_Input rows:_
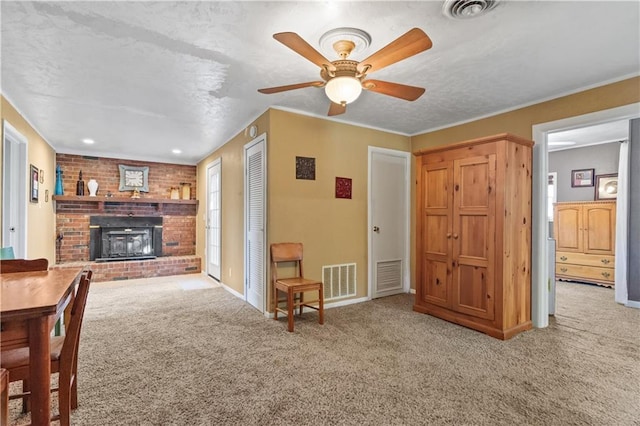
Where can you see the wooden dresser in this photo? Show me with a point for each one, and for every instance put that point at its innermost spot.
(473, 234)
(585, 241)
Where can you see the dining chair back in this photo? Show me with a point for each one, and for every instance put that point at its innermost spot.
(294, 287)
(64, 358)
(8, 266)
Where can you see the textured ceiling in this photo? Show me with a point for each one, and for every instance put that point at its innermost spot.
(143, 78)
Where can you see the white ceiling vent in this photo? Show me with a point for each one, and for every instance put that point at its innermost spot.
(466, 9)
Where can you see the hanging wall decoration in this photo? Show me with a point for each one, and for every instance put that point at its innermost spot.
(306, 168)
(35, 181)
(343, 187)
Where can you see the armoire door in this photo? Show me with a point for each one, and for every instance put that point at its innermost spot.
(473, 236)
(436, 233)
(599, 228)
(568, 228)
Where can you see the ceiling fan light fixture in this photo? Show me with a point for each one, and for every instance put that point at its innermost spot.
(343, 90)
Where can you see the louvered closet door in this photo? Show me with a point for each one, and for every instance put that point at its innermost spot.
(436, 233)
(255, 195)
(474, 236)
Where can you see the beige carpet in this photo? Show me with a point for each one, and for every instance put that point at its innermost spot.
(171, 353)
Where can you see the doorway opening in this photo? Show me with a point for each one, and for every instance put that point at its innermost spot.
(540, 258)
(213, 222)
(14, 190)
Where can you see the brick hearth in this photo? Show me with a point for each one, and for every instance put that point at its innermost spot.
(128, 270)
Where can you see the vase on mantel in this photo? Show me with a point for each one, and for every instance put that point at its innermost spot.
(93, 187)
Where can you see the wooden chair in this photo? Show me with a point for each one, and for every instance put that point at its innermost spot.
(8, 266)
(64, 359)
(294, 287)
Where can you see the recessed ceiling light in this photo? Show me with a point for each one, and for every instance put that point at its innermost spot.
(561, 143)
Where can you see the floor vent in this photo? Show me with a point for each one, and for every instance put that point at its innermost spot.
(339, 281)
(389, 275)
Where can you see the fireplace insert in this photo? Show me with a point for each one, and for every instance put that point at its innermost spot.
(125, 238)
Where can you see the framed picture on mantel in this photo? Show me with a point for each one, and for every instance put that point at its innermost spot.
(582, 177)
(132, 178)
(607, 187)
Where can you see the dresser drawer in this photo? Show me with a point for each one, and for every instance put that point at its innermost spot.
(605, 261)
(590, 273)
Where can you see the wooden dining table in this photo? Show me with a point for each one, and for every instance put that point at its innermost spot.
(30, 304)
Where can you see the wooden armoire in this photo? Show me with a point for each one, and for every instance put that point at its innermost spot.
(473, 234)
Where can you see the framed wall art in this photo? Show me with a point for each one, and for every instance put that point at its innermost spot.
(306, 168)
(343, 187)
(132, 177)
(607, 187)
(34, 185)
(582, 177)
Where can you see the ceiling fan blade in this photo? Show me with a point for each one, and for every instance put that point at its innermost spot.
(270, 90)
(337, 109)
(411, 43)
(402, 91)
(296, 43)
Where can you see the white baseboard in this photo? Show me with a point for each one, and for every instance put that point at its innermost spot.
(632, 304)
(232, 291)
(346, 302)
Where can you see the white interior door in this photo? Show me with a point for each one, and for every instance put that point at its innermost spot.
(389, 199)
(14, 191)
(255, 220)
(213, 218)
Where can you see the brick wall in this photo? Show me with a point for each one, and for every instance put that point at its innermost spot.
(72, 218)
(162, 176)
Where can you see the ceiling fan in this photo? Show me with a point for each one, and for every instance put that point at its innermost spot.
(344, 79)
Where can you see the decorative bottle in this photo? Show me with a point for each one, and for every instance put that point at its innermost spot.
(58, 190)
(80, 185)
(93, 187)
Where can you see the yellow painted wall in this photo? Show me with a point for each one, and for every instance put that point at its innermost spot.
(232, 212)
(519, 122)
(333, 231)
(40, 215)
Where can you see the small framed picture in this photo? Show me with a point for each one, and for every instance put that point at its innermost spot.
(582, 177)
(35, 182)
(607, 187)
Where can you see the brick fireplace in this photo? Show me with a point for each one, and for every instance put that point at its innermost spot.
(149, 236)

_What to do:_
Take the lines from the one containing "Where can you see the brick wall" to the last line of the material above and write them out exactly.

_Task output:_
Where can you see the brick wall in this photo? Show me with a point for each one, and for every instance put that point at its innermost spot.
(72, 218)
(162, 176)
Where can you see the ceiling fan in this photo? Show me with a point for each one, and for every instance put that point at its innermost spot.
(344, 79)
Where can you see the decorative bottle in this photo? Show me with a point for each one, and for every instance put that point at its innermost spot.
(58, 190)
(80, 185)
(93, 187)
Where can you see the yellow painted wall in this photo? Show me with a point for each one, and for every instance put that point at its innermost spot.
(232, 212)
(519, 122)
(333, 231)
(40, 215)
Where can you see the small framed picture in this photo? Show me with a point for each one, and for every instance put that point at its innermost spot.
(582, 177)
(35, 182)
(607, 187)
Where can you see the brick fireplace in this photo? Show me with a point for each one, and for every instance put that point at its innermost spot.
(149, 236)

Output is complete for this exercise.